## Page extract
And basically by showing them the advantage, we're already getting Referrals coming in by just demonstrating what we can do in these other areas because a picture is worth a 1,000 words, We're able to show people that we do all these other things. So we've had approximately 5,000 monthly active users. These are people that actively Use the advantage going forward, every lending client applying for a loan will also get the advantage and we've changed over all the new tracker Customer accounts to the Advantage. So any user that had a new tracker log in previously is able to see the Advantage and there's 325,000 NewTracker users that have the ability to see the Newtek Advantage in the past 36 months, 295,000 Newtek users have logged in. So you could see that we're putting the advantage out there.

Excerpts of location labeling data

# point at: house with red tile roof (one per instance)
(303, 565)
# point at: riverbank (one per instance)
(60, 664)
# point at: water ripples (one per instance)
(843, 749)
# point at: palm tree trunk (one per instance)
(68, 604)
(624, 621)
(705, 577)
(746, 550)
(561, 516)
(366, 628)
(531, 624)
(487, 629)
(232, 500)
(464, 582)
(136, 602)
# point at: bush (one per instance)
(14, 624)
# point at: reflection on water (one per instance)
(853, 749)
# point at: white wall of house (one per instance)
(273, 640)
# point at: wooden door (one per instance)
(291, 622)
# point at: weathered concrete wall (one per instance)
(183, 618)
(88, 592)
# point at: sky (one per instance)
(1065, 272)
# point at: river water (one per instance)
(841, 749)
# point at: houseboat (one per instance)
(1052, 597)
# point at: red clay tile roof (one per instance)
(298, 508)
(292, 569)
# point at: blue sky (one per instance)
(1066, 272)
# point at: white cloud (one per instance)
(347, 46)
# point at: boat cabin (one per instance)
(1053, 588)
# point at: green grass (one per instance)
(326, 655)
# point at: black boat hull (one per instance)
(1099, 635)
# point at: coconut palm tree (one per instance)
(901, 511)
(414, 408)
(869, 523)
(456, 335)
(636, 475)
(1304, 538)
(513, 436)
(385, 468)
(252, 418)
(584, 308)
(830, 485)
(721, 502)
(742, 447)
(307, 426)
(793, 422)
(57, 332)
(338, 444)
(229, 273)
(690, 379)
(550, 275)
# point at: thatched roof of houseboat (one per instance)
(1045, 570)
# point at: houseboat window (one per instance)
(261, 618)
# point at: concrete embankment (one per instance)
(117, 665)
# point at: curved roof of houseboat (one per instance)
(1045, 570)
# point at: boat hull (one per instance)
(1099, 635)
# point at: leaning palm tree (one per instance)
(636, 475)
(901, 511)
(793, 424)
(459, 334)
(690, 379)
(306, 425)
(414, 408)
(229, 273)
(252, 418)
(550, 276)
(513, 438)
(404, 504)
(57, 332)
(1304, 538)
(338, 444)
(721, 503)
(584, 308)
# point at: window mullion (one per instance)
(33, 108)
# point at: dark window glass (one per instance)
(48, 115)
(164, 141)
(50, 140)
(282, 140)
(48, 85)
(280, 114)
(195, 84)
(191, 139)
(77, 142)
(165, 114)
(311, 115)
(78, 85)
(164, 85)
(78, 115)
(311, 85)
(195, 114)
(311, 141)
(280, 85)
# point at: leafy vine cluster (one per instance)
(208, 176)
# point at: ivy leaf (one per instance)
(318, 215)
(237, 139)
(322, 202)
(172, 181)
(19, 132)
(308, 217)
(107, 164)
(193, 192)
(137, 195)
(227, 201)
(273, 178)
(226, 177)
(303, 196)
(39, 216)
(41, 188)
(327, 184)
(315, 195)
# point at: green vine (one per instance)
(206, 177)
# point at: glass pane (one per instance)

## Work to complete
**a.** Translate this sentence from the Newtek Advantage transcript into Spanish: "So we've had approximately 5,000 monthly active users."
**b.** Extend the Newtek Advantage transcript with a few sentences that pick up after its final line.

## Exercise results
**a.** Así que hemos tenido aproximadamente 5.000 usuarios activos mensuales.

**b.**
Speaker 1

We've got a lot of visibility. But I do want to note this is a work in process. There's a lot of Work that needs to go with respect to integration, protecting the process and making it as frictionless as possible. On Slide number 11, this is really a recap of most of the things that I've talked about today. So I will go through this quickly, but finishing with once again the Newtek Advantage, which is our tool to go cross selling and cross marketing in an integrated manner to multiple and offer multiple solutions to customers without recreating various different data acquisition functions.

Speaker 1

On Slide number 12, these are our Q3 2023 financial highlights. $0.38 per common share, that was an increase of 46.2 percent net interest income, dollars 8,100,000 an increase of 42%. This is all sequentially over the prior quarter in the same year. Total assets were flat. Those are pretty much the important metrics For the Q3 financial highlights, Slide number 13 looks at us for the full 9 months that we've been outstanding as a financial holding company owning a bank, $1.10 per basic common share, net interest income of $18,300,000 Slide number 14, we're proud to talk about our efficiency ratio.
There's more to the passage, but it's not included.